Dataset items
++++++++++++++++++++
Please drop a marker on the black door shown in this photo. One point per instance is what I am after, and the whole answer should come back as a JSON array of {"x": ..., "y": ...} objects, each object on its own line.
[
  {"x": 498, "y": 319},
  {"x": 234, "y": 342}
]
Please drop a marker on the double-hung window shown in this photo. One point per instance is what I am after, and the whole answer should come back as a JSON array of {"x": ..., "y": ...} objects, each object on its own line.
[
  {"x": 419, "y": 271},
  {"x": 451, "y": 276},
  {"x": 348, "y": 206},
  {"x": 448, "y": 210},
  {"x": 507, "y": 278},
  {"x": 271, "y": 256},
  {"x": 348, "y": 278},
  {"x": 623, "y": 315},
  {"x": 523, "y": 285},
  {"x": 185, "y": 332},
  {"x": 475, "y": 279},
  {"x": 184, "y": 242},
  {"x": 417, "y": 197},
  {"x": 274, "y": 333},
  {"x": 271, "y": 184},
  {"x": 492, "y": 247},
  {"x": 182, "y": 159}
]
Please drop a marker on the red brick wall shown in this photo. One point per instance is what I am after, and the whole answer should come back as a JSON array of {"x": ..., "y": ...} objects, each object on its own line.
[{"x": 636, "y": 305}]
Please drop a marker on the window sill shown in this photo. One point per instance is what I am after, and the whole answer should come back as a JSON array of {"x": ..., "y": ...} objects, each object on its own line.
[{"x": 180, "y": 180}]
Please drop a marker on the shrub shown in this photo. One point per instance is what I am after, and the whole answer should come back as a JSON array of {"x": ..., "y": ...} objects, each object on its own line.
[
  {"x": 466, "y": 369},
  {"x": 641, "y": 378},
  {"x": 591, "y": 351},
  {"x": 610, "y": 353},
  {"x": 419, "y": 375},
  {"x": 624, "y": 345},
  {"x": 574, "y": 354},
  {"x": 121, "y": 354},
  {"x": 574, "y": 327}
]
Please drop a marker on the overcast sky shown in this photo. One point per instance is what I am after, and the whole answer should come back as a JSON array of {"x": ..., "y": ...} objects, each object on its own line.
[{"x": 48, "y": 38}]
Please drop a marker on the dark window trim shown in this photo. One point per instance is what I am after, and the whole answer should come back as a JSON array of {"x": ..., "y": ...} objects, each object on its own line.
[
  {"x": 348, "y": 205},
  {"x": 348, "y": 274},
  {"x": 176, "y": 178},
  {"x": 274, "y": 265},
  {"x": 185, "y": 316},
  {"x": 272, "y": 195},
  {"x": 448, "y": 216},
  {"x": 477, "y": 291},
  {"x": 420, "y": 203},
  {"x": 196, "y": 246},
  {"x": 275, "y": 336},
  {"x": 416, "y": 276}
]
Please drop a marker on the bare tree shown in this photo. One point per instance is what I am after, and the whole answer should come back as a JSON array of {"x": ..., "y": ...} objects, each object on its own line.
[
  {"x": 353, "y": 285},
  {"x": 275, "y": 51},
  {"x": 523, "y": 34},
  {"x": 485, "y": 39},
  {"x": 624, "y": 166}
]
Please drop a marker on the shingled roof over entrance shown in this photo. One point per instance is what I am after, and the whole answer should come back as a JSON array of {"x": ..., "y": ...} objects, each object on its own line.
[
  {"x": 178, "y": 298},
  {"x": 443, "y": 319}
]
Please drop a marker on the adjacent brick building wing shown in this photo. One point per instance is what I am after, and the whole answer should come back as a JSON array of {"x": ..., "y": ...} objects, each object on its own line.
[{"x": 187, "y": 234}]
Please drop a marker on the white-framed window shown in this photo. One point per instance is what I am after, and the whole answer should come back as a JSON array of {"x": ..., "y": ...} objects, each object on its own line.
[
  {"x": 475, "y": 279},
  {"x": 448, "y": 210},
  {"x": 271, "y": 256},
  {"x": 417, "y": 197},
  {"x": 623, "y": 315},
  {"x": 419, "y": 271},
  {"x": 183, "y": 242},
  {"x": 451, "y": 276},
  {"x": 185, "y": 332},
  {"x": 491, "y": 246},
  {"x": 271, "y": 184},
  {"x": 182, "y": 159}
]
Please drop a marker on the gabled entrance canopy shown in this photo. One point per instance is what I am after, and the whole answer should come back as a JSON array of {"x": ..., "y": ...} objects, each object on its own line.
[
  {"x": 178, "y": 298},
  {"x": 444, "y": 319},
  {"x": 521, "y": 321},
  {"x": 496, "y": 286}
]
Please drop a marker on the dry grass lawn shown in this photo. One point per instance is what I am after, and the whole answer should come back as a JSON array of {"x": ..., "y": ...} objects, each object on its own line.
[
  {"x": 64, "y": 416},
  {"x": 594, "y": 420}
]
++++++++++++++++++++
▶ **Work request**
The lines above are to be retyped exactly, with none omitted.

▶ **Task response**
Please drop a marker on the black door shown in this photo. One point per instance is what I am after, and the whole answer should come back as a JSON array of {"x": ..., "y": ...} objects, each object on its own line.
[
  {"x": 498, "y": 319},
  {"x": 234, "y": 342}
]
Please drop a marker on the double-hung window shown in this photo. One point per instance is what I am after, and the whole answer should come back as a JSON array of {"x": ..., "y": ...} objects, each object on its own line.
[
  {"x": 419, "y": 271},
  {"x": 451, "y": 276},
  {"x": 348, "y": 206},
  {"x": 448, "y": 210},
  {"x": 507, "y": 278},
  {"x": 271, "y": 256},
  {"x": 348, "y": 278},
  {"x": 623, "y": 315},
  {"x": 523, "y": 285},
  {"x": 185, "y": 332},
  {"x": 475, "y": 279},
  {"x": 184, "y": 242},
  {"x": 417, "y": 197},
  {"x": 274, "y": 333},
  {"x": 271, "y": 184},
  {"x": 492, "y": 247},
  {"x": 182, "y": 159}
]
Please drop a marker on the red brick wall shown in this photo. One point per instance is what I am after, and the whole answer should come back as a JSON array of {"x": ..., "y": ...} objects, each object on its own line.
[{"x": 636, "y": 305}]
Please drop a marker on the window sill shown in this photo. One point per instance is what I am after, and the whole answer should come back as a JSON array of {"x": ..., "y": ...} objects, each object on its own line.
[{"x": 180, "y": 180}]
Please drop a marker on the shrub shown in this photo. One point per instance is what I am after, and the whole answer should come back as a JSON array of {"x": ..., "y": ...} objects, each object on its own line.
[
  {"x": 466, "y": 369},
  {"x": 641, "y": 378},
  {"x": 591, "y": 351},
  {"x": 610, "y": 353},
  {"x": 419, "y": 375},
  {"x": 624, "y": 345},
  {"x": 574, "y": 354},
  {"x": 121, "y": 354},
  {"x": 574, "y": 327}
]
Please drop a marker on the overcast sky shown in this photo. One point per instance is what I am after, and the whole answer should come back as a JSON array of {"x": ..., "y": ...} objects, each object on its own line.
[{"x": 48, "y": 38}]
Please drop a marker on the dark window trim shown in this photo. One point per instance is what I am after, and the whole answer should come back as a JSON array of {"x": ..., "y": ...} objects, each object on its own line.
[
  {"x": 348, "y": 205},
  {"x": 348, "y": 274},
  {"x": 176, "y": 178},
  {"x": 274, "y": 265},
  {"x": 185, "y": 316},
  {"x": 272, "y": 195},
  {"x": 448, "y": 216},
  {"x": 477, "y": 291},
  {"x": 420, "y": 203},
  {"x": 196, "y": 246},
  {"x": 275, "y": 336},
  {"x": 416, "y": 276}
]
Please drop a marker on the bare tree shown in this photo. One point per instance is what I am after, and the whole answer should come back as a JSON array of {"x": ..., "y": ...} objects, each object on its own line.
[
  {"x": 353, "y": 285},
  {"x": 275, "y": 51},
  {"x": 523, "y": 34},
  {"x": 485, "y": 39},
  {"x": 624, "y": 166}
]
Please drop a marker on the shingled roof over entrance shown in this photo. One point per instance is what I am after, and the whole answer should come back as a JSON array of {"x": ..., "y": ...} objects, each object on its own line.
[
  {"x": 178, "y": 298},
  {"x": 443, "y": 319}
]
Please drop a marker on the adjacent brick building wing shown in this photo. One point per instance is what I am after, and the whole answer should come back as a JSON array of {"x": ..., "y": ...} objects, each object on its own line.
[{"x": 187, "y": 234}]
Please drop a marker on the white-framed window shown in this photo. One point per instance is what I am after, and the whole answer should come back as a JSON array of {"x": ..., "y": ...} objects, each object on its own line.
[
  {"x": 475, "y": 279},
  {"x": 448, "y": 210},
  {"x": 271, "y": 256},
  {"x": 417, "y": 197},
  {"x": 623, "y": 315},
  {"x": 419, "y": 271},
  {"x": 183, "y": 242},
  {"x": 451, "y": 276},
  {"x": 185, "y": 332},
  {"x": 491, "y": 246},
  {"x": 271, "y": 184},
  {"x": 182, "y": 159}
]
Please drop a marker on the gabled entrance canopy shown in this photo. One point per instance is what I am after, and the whole answer should come back as a JSON array of {"x": ..., "y": ...} objects, each object on its own line.
[
  {"x": 178, "y": 298},
  {"x": 444, "y": 319},
  {"x": 521, "y": 321},
  {"x": 496, "y": 286}
]
Please drop a marker on the dry grass lawn shown in this photo. One point per instance is what I am after, and the whole answer should come back as a JSON array of {"x": ..., "y": ...} objects, each object on its own line.
[
  {"x": 64, "y": 416},
  {"x": 594, "y": 420}
]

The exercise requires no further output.